### SOURCE

Updated: Aug 13, 2021



Climate and sea-level scientists were not surprised when the National Atmospheric and Oceanic Administration (NOAA) issued a review in 2010 stating the last decade (2000- 2009) was the warmest on record. More than 300 scientists in 48 countries contributed to a series of reports that conclude the Earth has been getting warmer for the past 50 years and that the sea level is rising as a consequence. Coastal states, in particular those with low-lying coastal areas, shall be effected by permanent loss of land through shoreline erosion caused by extreme weather events and sea-level rise. (1) Moreover, it has been recognized that by rendering some inhabited land incapable of sustaining human habitation, climate change will also result in the forced migration of some or all of a population from their lands which also emerges the concerns of “environmental refugees”.


The term “Environmental refugees” was first introduced in a 1984 ‘International Institute for Environment and Development’ briefing document. Environmental refugees are persons who no longer gain a secure livelihood in their traditional homelands because of environmental factors. (2) People have been forced to leave their traditional habitat, temporarily or permanently, because of a marked environmental disruption (natural and/or triggered by people) that jeopardized their existence and/or seriously affected the quality of their life. (3)


These definitions demonstrate three critical concepts for the definition of an ‘environmental refugee’ i.e. displacement, an environmental event, and its impact upon people. Environmental crises that generate environmental refugees are typically placed into three broad categories: (a) long-term environmental degradation, including global warming, deforestation, land erosion, salinity, siltation, water logging, and desertification; (b) sudden natural environmental disruptions, including earthquakes, droughts, floods, hurricanes, monsoons, tidal waves, tornadoes, and volcanic eruptions. (4)

"All human beings have the fundamental right to an environment adequate for their health and well-being." (5)

######
### AVAILABLE DATA

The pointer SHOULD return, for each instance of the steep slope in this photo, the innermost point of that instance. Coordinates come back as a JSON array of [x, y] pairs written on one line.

######

**TASK LIST:**
a - Translate this sentence from the passage on environmental refugees into French: "Environmental refugees are persons who no longer gain a secure livelihood in their traditional homelands because of environmental factors."
b - Write the next part of the passage on environmental refugees, picking up after its final sentence.

**RESPONSES TO THE EXERCISE:**
a - Les réfugiés environnementaux sont des personnes qui ne parviennent plus à s'assurer des moyens de subsistance sûrs sur leurs terres d'origine traditionnelles en raison de facteurs environnementaux.

b -
The Trail Smelter Arbitration Case dealt with a dispute between the United States of America and Canada over the latter’s emission of noxious fumes which subsequently had a detrimental impact on the bordering American State of Washington. The Tribunal stated that:

“No State has the right to use or to permit the use of its territory in such a manner as to cause injury . . . to the territory of another or the properties or persons therein.”(6)

There then followed a number of conferences and international resolutions dealing with such issues as conservation of the maritime environment, nuclear energy, atomic radiation, the dumping of radioactive waste, and maritime and atmospheric pollution, some of which subsequently led to the adoption of international instruments in these areas. (7)

In 1949, the decision of the International Court of Justice (ICJ) in the Corfu Channel Case provided another significant development in terms of the State responsibility, reaffirming every State’s obligation not to “allow knowingly its territory to be used for acts contrary to the rights of other States”. (8)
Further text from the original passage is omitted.